# [Required task a]
Pick out each line of the records that contains the word "gray", matching case exactly, and copy those lines.

# [Quoted text]
================================

Will the Aprilia RS 457 manage to impress us after the tiresome Acko Drive 500 km realworld test? 

There are many issues with a sportbike, it isn’t comfortable, it isn’t a great commuter and even touring isn't a pleasant experience. But when it comes to aspiration, thrill, performance and visual drama, nothing comes close to a sportbike. No wonder for the 90s kids there was always a personal favourite sports and superbike poster that adorned the walls and for the current youngsters their mobile screen wallpaper. 

What we have with us today is the latest sportbike to enter our market, the Aprilia RS457. So let’s put this new kid on the block through the gruelling Acko Drive 500 km non-stop test to find out what works in favour of the bike and what doesn’t. 


Let’s tackle performance first as the 457 cc parallel-twin engine is a proper gem. It features a 270 degree crank so the torque spread is really generous like that of a delicious peanut butter sandwich and this makes the bike so easy to ride. You can be riding one or even two gears higher and the engine doesn’t struggle. ThIs nature makes it a very easy and nice bike for riding in the city. But heck, you didn’t buy the Aprilia RS 457 for commuting, it’s pure performance and that adrenaline kick is felt the moment you open the throttle wide.

================================

# [Input rows]
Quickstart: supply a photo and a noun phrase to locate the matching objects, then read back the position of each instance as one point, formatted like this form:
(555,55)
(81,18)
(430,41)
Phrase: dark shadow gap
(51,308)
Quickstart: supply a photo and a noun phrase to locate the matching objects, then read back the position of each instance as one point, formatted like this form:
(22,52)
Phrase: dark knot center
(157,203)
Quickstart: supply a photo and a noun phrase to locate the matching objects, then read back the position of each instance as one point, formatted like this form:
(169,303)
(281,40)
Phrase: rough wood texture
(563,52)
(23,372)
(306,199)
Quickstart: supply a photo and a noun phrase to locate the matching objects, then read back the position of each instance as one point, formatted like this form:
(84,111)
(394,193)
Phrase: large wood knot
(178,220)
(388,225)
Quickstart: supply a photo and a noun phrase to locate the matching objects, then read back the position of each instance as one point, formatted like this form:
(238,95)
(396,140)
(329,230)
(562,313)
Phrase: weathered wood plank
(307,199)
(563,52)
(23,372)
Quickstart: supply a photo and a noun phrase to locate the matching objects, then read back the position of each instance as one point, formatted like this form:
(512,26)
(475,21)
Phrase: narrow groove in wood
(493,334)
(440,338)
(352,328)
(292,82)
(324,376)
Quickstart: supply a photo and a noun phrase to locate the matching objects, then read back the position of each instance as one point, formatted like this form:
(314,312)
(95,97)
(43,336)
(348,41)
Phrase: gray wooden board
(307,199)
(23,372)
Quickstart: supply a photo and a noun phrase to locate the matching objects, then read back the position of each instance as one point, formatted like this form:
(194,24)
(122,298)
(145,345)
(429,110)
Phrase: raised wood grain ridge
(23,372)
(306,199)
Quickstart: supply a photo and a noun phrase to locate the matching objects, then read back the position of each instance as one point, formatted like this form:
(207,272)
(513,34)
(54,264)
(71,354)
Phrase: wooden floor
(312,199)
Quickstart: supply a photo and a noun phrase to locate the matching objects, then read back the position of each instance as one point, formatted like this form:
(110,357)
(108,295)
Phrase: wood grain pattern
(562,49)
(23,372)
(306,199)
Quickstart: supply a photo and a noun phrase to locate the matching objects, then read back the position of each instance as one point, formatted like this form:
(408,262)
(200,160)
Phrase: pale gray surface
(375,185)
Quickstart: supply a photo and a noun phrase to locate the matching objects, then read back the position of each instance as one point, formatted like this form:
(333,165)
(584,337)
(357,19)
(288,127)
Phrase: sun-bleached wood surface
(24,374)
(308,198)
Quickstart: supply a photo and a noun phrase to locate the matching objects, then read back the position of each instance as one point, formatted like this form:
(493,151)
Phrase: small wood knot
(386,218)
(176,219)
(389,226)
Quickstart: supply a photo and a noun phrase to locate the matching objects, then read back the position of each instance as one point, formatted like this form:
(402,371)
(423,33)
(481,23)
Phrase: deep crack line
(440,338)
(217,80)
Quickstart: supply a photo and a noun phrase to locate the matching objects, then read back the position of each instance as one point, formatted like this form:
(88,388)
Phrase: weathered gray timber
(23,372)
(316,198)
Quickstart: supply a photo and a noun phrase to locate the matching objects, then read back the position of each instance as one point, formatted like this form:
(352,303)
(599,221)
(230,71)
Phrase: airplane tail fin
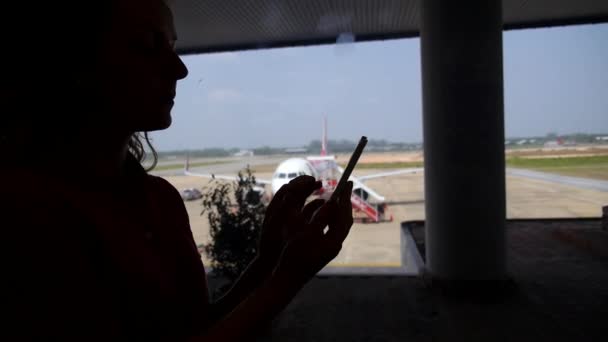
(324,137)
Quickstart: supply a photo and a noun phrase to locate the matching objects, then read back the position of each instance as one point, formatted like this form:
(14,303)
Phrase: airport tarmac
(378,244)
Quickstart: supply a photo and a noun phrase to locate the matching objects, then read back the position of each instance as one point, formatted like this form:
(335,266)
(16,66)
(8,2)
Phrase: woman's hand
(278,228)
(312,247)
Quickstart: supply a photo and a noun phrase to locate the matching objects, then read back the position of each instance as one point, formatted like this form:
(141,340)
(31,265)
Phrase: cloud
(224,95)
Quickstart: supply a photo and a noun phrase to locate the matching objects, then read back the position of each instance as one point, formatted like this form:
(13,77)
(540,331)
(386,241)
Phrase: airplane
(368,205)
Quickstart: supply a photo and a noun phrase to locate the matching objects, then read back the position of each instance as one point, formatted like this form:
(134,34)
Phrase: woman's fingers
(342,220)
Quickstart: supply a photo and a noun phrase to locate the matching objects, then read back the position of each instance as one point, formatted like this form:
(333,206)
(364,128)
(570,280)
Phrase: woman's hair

================================

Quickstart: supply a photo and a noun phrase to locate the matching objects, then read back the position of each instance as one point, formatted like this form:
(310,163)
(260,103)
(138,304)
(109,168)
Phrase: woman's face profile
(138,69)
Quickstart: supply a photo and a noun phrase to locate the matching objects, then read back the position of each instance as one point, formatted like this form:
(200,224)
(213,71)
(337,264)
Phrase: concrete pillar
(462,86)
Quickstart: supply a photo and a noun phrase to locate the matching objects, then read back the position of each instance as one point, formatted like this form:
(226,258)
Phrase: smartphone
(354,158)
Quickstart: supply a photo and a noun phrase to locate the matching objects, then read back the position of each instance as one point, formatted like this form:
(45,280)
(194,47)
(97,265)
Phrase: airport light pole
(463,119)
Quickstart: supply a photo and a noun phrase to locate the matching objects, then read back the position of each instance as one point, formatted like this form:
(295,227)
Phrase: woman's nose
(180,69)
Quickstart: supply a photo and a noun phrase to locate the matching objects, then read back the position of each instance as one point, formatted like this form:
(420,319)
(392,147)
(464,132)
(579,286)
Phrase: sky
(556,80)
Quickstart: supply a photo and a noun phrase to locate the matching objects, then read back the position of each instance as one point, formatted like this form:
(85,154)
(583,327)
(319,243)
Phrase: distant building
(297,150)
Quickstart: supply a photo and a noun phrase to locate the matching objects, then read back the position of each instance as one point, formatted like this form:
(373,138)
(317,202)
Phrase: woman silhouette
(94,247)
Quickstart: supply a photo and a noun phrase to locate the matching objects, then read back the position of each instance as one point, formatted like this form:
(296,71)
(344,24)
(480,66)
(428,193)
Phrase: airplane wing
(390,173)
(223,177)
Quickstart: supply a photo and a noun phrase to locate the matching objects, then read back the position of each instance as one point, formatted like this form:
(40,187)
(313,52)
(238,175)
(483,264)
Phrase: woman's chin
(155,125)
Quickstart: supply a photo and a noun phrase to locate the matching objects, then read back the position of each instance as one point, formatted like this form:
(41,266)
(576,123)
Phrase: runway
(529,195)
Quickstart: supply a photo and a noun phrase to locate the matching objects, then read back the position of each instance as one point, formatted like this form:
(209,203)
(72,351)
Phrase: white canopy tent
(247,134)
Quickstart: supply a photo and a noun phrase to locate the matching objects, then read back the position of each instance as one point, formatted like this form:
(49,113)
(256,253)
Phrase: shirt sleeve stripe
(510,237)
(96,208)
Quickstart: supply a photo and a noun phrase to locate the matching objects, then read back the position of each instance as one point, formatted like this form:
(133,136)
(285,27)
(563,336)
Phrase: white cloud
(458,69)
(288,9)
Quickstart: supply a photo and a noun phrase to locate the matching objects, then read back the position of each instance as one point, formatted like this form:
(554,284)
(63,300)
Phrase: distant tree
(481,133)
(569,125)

================================

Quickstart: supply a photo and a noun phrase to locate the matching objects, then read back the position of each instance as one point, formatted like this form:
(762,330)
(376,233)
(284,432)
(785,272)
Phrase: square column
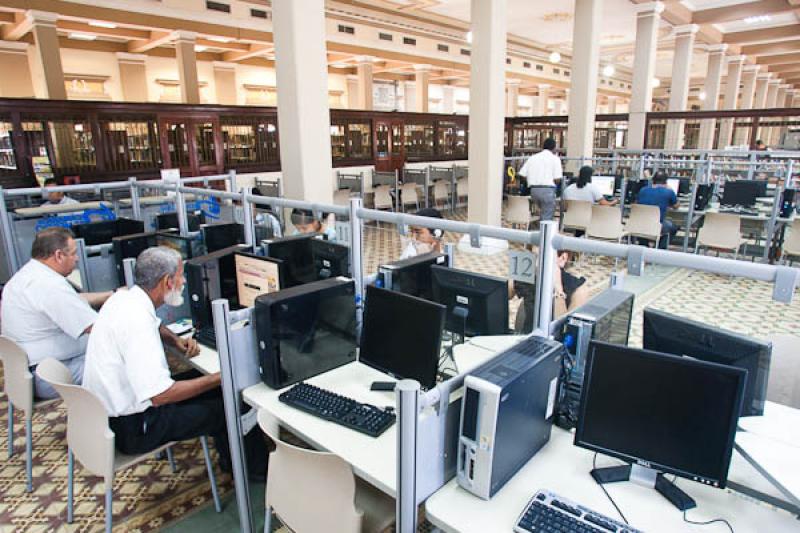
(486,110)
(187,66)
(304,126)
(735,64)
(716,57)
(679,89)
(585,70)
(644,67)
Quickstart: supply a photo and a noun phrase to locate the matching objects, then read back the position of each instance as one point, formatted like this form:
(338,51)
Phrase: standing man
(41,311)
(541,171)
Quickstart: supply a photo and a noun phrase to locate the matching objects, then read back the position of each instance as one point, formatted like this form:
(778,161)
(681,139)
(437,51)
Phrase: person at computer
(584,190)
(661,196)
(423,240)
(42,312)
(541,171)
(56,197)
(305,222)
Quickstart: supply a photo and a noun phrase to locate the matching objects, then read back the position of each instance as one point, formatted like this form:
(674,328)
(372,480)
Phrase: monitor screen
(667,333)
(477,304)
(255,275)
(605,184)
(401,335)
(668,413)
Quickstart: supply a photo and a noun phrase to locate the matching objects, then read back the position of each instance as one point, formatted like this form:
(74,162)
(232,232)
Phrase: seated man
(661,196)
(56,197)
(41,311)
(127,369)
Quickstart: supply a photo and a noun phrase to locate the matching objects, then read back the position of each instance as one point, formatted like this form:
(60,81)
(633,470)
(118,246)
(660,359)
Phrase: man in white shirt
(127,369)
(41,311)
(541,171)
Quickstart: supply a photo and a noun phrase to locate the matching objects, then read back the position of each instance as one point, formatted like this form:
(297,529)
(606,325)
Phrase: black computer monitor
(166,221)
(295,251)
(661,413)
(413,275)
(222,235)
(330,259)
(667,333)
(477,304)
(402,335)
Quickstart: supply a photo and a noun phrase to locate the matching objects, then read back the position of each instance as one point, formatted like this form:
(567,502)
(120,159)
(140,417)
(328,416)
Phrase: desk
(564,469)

================================

# [Required task b]
In the Aprilia RS 457 review, what crank angle does the 457 cc parallel-twin engine use?

# [Right answer a]
Phrase: gray wooden board
Phrase: pale gray surface
Phrase: weathered gray timber

# [Right answer b]
A 270 degree crank.